EXCERPT PROVIDED:
————————
Variable Selection - Model Development - Prediction of Default for Financial Institutions with

6 Model Development

6.1 Variable Selection

Here especially is the redundancy affected by correlations between potential input variables.

Another common issue is including variables with no or very little predictive power.

A bad selection of input variables can affect the model negatively and lowering the

predicator power. This again can have huge negative consequences, as Nordea might take unwanted risk from counterparties. The prediction of the dependent variable relies on, for any statistical model, exploitation on relationships between the inputted data and the output. Thereby making the process of good variable selection crucial, to develop a good statistical model.

In view of the thesis, non-parametric methods, are models with no underlying assumption on any factors such as population, distribution or sample size of the independent variables. In comparison, parametric models are models with some physical interpretation of the

underlying system. Here, the linear regression is one example. The main difference between the two methods, are the underlying assumptions regarding the structure of the model.

Artificial neural networks or other similar data driven modeling approaches falls under the category of non-parametric methods. For such models, the variables are selected from the available data, and the statistical model is thereafter developed. The complexity and non-parametric structure of Artificial Neural Networks makes the application of many existing variable selection methods inapplicable.
————————
TASKS:
1) Copy everything in the variable selection passage from "In view of the" down to "selection methods inapplicable.".
2) Continue the passage on variable selection for default prediction from the point where it ends.

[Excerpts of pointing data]
————————
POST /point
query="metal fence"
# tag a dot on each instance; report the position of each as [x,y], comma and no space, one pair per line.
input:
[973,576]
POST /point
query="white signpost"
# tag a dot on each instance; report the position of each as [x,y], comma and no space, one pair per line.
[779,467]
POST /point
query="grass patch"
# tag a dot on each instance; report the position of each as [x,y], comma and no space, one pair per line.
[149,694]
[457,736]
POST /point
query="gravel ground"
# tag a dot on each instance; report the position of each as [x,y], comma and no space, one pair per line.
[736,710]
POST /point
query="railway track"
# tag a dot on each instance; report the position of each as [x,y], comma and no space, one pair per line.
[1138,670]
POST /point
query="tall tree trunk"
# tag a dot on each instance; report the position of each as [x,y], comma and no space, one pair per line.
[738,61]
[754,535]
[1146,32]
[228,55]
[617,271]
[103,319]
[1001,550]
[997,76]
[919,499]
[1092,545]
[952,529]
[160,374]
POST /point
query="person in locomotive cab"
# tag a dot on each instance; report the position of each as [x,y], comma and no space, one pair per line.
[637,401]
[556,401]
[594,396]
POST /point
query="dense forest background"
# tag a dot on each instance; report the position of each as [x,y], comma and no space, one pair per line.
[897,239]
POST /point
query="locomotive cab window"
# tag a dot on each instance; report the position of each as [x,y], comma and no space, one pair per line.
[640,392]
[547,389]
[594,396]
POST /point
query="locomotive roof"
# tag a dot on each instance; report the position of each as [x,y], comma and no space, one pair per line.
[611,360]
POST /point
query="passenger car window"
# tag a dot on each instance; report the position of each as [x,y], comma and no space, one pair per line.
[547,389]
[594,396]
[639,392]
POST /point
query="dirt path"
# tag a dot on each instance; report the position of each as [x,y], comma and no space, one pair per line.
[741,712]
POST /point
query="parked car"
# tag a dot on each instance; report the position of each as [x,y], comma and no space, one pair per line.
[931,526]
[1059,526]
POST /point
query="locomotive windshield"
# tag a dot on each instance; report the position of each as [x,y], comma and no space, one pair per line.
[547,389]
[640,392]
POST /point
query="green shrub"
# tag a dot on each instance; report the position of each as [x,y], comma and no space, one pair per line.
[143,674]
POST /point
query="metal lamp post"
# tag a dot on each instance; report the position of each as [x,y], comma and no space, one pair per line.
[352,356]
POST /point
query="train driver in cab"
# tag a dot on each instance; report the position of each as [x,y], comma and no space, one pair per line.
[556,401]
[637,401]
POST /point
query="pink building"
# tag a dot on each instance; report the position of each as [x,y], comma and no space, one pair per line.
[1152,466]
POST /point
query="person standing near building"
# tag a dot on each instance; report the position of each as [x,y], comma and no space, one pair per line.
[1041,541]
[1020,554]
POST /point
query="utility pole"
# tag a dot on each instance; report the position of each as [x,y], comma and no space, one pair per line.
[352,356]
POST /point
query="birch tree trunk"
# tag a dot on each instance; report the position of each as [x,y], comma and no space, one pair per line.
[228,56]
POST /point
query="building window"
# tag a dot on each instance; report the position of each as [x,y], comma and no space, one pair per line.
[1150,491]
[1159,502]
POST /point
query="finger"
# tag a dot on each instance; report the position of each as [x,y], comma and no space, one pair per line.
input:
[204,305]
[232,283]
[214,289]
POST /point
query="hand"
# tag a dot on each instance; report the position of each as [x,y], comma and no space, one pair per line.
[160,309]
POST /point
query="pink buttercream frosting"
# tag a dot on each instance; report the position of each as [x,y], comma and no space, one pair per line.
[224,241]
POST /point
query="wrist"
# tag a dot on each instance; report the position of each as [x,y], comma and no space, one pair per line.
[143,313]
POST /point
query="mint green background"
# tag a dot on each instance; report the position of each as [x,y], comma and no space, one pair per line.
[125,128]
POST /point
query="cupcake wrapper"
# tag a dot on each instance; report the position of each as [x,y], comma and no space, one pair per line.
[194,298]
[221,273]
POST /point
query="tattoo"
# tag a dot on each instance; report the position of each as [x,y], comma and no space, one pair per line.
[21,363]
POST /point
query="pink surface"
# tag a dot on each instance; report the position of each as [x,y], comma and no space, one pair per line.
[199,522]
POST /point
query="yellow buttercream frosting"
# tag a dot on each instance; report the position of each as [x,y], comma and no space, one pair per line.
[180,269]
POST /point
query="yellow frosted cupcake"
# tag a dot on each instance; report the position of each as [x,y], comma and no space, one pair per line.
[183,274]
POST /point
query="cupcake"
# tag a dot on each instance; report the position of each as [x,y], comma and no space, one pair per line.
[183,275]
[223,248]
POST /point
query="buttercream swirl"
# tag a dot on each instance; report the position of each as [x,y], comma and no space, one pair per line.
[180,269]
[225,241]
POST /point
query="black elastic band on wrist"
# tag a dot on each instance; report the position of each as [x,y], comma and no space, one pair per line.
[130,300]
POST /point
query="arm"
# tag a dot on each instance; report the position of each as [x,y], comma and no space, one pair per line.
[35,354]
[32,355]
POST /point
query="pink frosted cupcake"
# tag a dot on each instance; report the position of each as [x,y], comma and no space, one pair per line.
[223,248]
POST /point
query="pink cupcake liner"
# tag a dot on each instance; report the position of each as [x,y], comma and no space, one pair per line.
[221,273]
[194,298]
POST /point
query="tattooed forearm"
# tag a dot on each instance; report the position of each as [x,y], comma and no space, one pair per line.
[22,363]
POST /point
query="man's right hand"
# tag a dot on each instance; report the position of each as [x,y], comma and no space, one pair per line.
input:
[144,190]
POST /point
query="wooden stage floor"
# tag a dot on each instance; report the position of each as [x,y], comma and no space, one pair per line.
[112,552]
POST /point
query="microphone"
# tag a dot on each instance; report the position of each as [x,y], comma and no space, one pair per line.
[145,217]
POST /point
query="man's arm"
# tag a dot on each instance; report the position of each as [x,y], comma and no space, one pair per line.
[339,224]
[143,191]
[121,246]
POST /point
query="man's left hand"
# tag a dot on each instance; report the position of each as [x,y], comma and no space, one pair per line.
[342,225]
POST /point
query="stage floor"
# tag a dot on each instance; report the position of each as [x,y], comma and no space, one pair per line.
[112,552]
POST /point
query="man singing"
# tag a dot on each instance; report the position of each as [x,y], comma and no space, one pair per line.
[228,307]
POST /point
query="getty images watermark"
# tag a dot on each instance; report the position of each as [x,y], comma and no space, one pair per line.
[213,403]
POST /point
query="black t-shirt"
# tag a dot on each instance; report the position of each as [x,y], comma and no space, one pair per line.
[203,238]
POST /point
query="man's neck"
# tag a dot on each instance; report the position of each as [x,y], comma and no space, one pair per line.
————————
ANSWERS IN ORDER:
1)
In view of the thesis, non-parametric methods, are models with no underlying assumption on any factors such as population, distribution or sample size of the independent variables. In comparison, parametric models are models with some physical interpretation of the

underlying system. Here, the linear regression is one example. The main difference between the two methods, are the underlying assumptions regarding the structure of the model.

Artificial neural networks or other similar data driven modeling approaches falls under the category of non-parametric methods. For such models, the variables are selected from the available data, and the statistical model is thereafter developed. The complexity and non-parametric structure of Artificial Neural Networks makes the application of many existing variable selection methods inapplicable.

2)
(May, Dandy, & Maier, 2011) present six key considerations for variable selection when using artificial neural networks. These are; relevancy, computational effort, training difficulty, dimensionality and lastly comprehensibility.

Relevance – The most common concern regarding variable selection is to include too few variables, or that the variables included are not sufficiently informative. Consequently, the performance of the model is poor, amid unexplained behavior of the output variable.

A priori – The “a priori” assumption evolves around the concept that at least one of the available variables should be capable of finding some, or all of the output behavior.

Hence, the strength of these relations is the unknown and what is disclosed by the models. In the case of low prediction power by the variables, the development is intractable. Resulting in the necessity of reconsider the data set and the choice of model output.

Computational effort – The computational effort can largely be affected by the number of included variables. The immediate consequence is the data cost of querying the network.

Which to a large effect, decrease the training speed.

Further, if the model developed is multilayered, the input holds an increased number of incoming connection weights. With kernel-based regression (such as the SVM) and radial basis functions, the increased input will result in more prototype vector calculations due to the higher dimensionality. Overall, excessive usage of variables, place an increased burden on all data pre-processing steps during the model development.

Training difficulty – The training process for the ANN modelling becomes more complex when including variables that are redundant or with low explanatory power. Training sets with redundant variables increases the combination of different parameters that will results in the same locally optimal error term. (In the error function over the parameter space of the model). This is problematic, as the algorithm applies resources adjusting the weights that yield no improved bearing on the output variable. In addition, redundant variables can bring noise, so to mask the relationships of the input-output.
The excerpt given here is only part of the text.